*Directions*:
**a)** In the text on Slovenia's state-funded news agency, rewrite the passage from "A government decision" up to and including "Zgaga told BIRN.", substituting "Jansa" for "Janez Jansa".
**b)** List every person named in the text on Slovenia's state-funded news agency.
**c)** According to the text on Slovenia's state-funded news agency, as of what date did all contracts between UKOM and STA expire?

*Document text*:
● ● ● ●

A government decision to halt payment to the Slovenian state-funded news agency STA for a second time in recent months sparked allegations that Prime Minister Janez Jansa’s administration is trying to threaten its independence.
The Slovenian Government Communication Office, UKOM, has faced strong criticism after it announced this week that it will suspend payment for the services provided by the Slovenian Press Agency, STA in January – the second time it has suspended the state-funded STA’s payments in recent months.
“This is the most blatant example of the goals and strategies of [Prime Minister] Janez Jansa to get all the media under control,” prominent Slovenian investigative journalist Blaz Zgaga told BIRN.
“The Slovenian Press Agency is actually the backbone of the Slovenian media system because it covers many events in politics and society that other media do not cover… everything depends on the STA,” Zgaga said.
He added that if the agency falls under political control, right-wing premier Jansa will have a greater influence on all the other media that depend on the material provided and events organised by the STA.
UKOM told BIRN on Thursday that it has not stopped funding the STA but it has only “refused to pay the invoice that STA Director Bojan Veselinovic sent to UKOM for reasons unknown to us”.
It said that “as of 31 December 2020 all the contracts concluded between UKOM and STA expired”.

● ● ● ●

*Given data*:
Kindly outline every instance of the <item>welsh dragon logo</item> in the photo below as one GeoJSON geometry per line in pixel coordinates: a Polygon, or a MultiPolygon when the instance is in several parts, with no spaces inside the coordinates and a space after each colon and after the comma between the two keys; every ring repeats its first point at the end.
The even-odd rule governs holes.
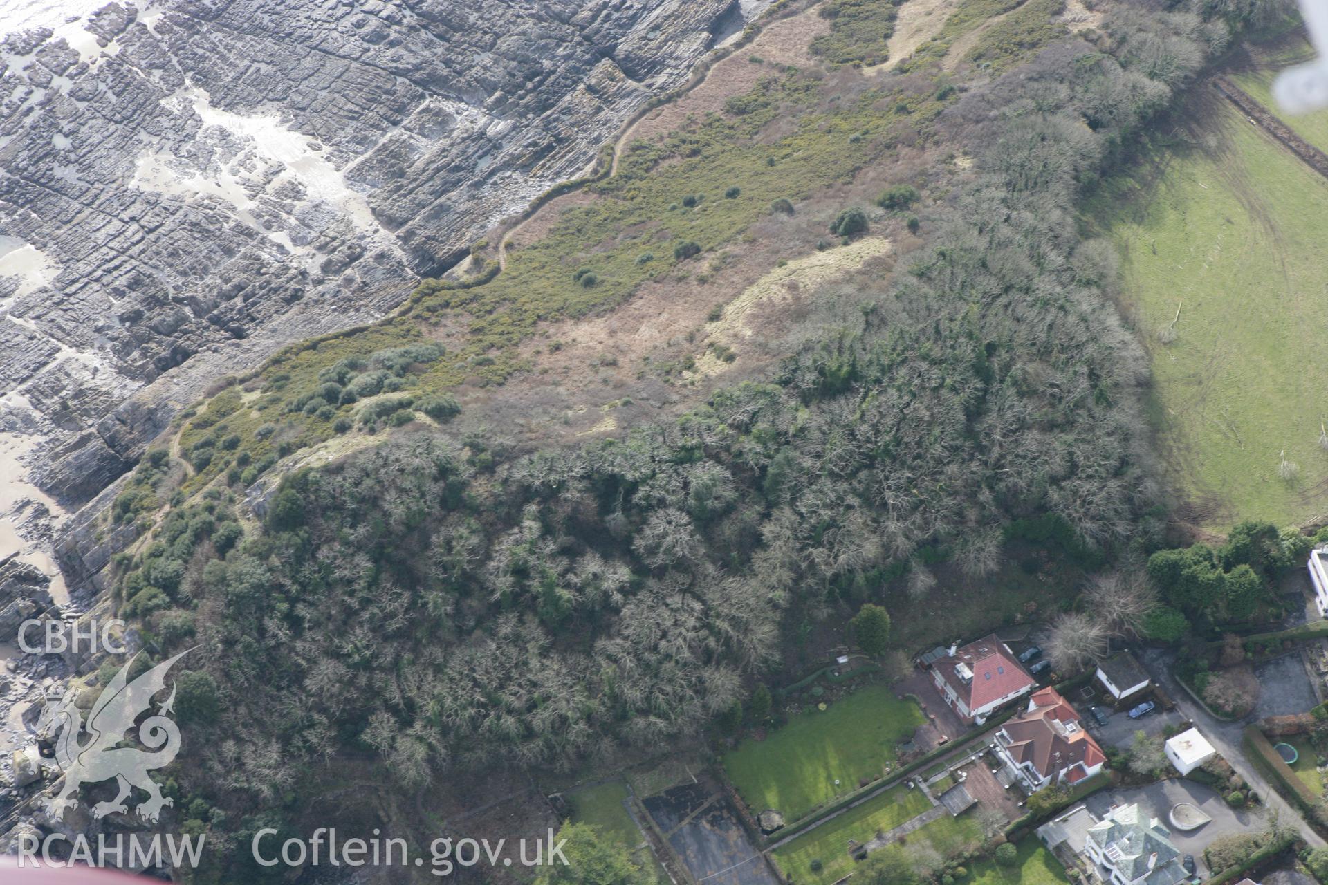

● ● ● ●

*Answers below*:
**a)**
A government decision to halt payment to the Slovenian state-funded news agency STA for a second time in recent months sparked allegations that Prime Minister Jansa’s administration is trying to threaten its independence.
The Slovenian Government Communication Office, UKOM, has faced strong criticism after it announced this week that it will suspend payment for the services provided by the Slovenian Press Agency, STA in January – the second time it has suspended the state-funded STA’s payments in recent months.
“This is the most blatant example of the goals and strategies of [Prime Minister] Jansa to get all the media under control,” prominent Slovenian investigative journalist Blaz Zgaga told BIRN.

**b)** Janez Jansa, Blaz Zgaga, Bojan Veselinovic

**c)** 31 December 2020